- **CHALLENGE**:
Return only the line that contains "Would you mind tagging the shirt" and each line after it, through the last line of the data below, copied exactly.

- **MATERIAL SUPPLIED**:
++++++++++
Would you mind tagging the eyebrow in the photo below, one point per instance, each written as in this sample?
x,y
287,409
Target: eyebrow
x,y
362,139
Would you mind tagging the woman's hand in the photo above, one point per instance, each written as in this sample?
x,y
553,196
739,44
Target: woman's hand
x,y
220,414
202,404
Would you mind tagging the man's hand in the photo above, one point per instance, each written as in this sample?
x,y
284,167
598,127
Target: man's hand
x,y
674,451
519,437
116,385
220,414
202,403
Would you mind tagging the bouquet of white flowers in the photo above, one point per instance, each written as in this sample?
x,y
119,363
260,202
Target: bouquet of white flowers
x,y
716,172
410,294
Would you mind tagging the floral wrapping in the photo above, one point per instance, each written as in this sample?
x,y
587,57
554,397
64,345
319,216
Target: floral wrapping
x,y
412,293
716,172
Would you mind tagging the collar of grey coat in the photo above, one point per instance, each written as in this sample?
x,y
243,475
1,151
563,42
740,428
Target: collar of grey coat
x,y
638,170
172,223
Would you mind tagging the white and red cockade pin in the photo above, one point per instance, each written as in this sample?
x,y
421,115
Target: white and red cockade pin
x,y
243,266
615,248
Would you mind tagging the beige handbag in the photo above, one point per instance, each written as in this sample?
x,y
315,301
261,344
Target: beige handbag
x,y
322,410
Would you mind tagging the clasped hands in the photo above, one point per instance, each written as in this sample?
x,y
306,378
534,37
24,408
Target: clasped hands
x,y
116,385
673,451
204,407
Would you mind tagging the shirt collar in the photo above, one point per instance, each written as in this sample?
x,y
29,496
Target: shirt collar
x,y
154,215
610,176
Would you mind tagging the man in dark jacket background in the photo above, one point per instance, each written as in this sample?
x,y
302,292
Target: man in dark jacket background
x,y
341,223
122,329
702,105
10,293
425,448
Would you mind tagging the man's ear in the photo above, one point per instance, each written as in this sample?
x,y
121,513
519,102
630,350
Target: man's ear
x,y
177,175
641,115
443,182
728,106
++++++++++
- **RESULT OF THE EXERCISE**:
Would you mind tagging the shirt collar in the photo above, one point per instance, each written as in this sample?
x,y
29,496
Target: shirt collar
x,y
154,215
610,176
Would you mind tagging the man in dark jacket background in the photo above, one point per instance, each written as in this sample?
x,y
302,292
Target: man in dark jacket background
x,y
341,223
122,329
702,105
10,293
425,448
Would you mind tagging the man's ear in the photo above, one point per instance, each written as in this sample?
x,y
121,513
519,102
630,350
Target: man's ear
x,y
177,175
641,115
443,182
728,106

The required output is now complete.